§ Entries for pointing and labeling
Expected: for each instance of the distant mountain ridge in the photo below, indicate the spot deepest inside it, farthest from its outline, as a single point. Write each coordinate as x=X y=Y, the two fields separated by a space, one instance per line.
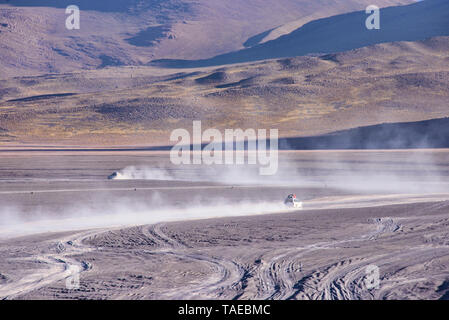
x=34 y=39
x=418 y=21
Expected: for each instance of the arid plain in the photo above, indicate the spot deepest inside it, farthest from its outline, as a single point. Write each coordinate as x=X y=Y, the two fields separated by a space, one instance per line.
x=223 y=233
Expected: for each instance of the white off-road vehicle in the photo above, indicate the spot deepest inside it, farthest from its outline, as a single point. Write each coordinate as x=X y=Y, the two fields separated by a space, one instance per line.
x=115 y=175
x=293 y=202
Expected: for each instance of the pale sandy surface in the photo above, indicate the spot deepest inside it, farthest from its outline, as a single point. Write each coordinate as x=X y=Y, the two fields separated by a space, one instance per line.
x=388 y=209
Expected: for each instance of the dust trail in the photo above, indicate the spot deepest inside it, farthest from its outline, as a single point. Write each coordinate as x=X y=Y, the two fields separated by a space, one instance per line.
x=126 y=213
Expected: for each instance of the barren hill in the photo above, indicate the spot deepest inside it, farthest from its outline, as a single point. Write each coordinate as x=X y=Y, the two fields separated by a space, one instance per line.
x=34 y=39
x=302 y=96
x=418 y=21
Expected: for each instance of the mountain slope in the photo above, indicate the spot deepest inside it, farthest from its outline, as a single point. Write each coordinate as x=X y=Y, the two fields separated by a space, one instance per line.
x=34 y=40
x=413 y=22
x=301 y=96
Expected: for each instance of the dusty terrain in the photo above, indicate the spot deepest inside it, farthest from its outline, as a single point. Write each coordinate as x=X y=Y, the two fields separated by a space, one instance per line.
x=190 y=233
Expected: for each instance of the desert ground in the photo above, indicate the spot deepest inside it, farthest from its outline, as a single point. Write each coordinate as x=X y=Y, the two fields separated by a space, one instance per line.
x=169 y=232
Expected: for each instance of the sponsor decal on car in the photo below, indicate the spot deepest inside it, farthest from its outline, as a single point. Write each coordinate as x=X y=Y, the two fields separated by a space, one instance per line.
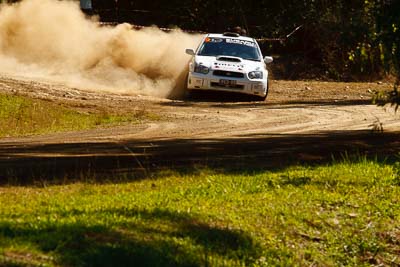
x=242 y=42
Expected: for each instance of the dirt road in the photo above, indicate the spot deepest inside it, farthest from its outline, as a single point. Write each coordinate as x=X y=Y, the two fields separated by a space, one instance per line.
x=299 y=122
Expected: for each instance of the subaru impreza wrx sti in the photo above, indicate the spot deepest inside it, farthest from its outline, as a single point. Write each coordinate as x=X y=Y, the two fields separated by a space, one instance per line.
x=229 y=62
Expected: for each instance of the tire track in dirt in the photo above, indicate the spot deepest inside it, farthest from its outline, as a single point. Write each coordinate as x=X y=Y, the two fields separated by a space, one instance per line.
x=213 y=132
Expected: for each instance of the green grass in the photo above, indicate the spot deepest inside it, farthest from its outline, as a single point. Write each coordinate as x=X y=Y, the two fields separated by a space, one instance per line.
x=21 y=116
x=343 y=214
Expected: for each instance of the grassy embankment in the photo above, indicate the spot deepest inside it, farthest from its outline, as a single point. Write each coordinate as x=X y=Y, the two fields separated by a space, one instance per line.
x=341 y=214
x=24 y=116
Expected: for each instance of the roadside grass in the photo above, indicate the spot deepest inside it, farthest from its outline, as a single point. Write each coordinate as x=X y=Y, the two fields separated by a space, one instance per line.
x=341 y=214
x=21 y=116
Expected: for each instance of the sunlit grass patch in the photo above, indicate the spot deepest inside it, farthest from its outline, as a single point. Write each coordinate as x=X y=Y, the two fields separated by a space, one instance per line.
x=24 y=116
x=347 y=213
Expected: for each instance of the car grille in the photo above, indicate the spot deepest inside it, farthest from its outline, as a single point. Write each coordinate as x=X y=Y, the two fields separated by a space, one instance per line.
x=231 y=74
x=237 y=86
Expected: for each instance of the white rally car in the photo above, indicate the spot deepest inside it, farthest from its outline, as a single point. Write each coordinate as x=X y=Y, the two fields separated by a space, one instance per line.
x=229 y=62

§ EXERCISE BRIEF
Copy the stretch of the material above from the line containing "Expected: for each instance of the green" through the line containing "x=343 y=214", adding 62 to every x and y coordinate in the answers and leaving everything else unchanged.

§ SOLVED EXERCISE
Expected: for each instance of the green grass in the photo above, indicate the spot deepest inside it, farthest from its outline, as a single point. Write each coordinate as x=X y=Y, the two fields separated by a space, one instance per line.
x=83 y=178
x=405 y=276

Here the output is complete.